— BEGIN Source text —
Walks on less frequented hills and paths

Most people who visit one of the mountainous areas of the UK (especially first-timers), with the intention of doing some hill walking, will opt to climb one of the well-known peaks. That’s natural. These tend to be the highest peaks, the ones they have seen images of, and possibly also the ones they will have read about. In Snowdonia this list will include Snowdon, Tryfan, the Glyders and possibly one of the highest peaks in the Carneddau. Certainly all these peaks are well worth climbing.

[Click any image to see an enlargement – all images will benefit from doing this]

The Nantlle ridge from Mynydd Mawr [From Lt: Y Garn, Mynydd Drws-y-Coed, Trum y Ddysgl]

But it is sad that the other peaks seldom get a look in: ignored because they are not so high, or on the periphery, or because they involve more effort and thought due to the fact that walks up them don’t always neatly end where they started from. Sometimes it may be because the Ordnance Survey map doesn’t show paths up them, and finally perhaps it’s because these outliers and lower peaks don’t look worth bothering with.

The truth is that these lesser peaks and ridges offer tremendous walking, and effort is rewarded. The views are often better because you look from the periphery towards the centre of the range of peaks, and the best reason of all is that on these ‘lesser’ peaks you get away from the crowds and quite possibly you will have the mountain all to yourself. That is most definitely my experience in Snowdonia and I strongly suspect that a lot of these three paragraphs apply to many other mountain areas across the globe.

Traversing from Mynydd Mawr, The final northernmost peak of Nantlle ridge in the background [Y Garn]

Today’s images come from a small clutch of mountains in Snowdonia that collectively are called the Eifionydd Hills (a fact I have just this minute discovered for myself while dipping into Terry Marsh’s excellent ‘The Mountains of Wales’); although to most ordinary people – including me – they are known as the hills of the Hebog and Nantlle ranges.
— END Source text —
— BEGIN Dataset content —
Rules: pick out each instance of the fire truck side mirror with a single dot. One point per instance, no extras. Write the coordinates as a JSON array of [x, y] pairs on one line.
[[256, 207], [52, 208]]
— END Dataset content —
> [What this task involves] In the text on less frequented hills, what collective name is given to the small clutch of Snowdonia mountains that today's images come from?

> [Task output] The Eifionydd Hills.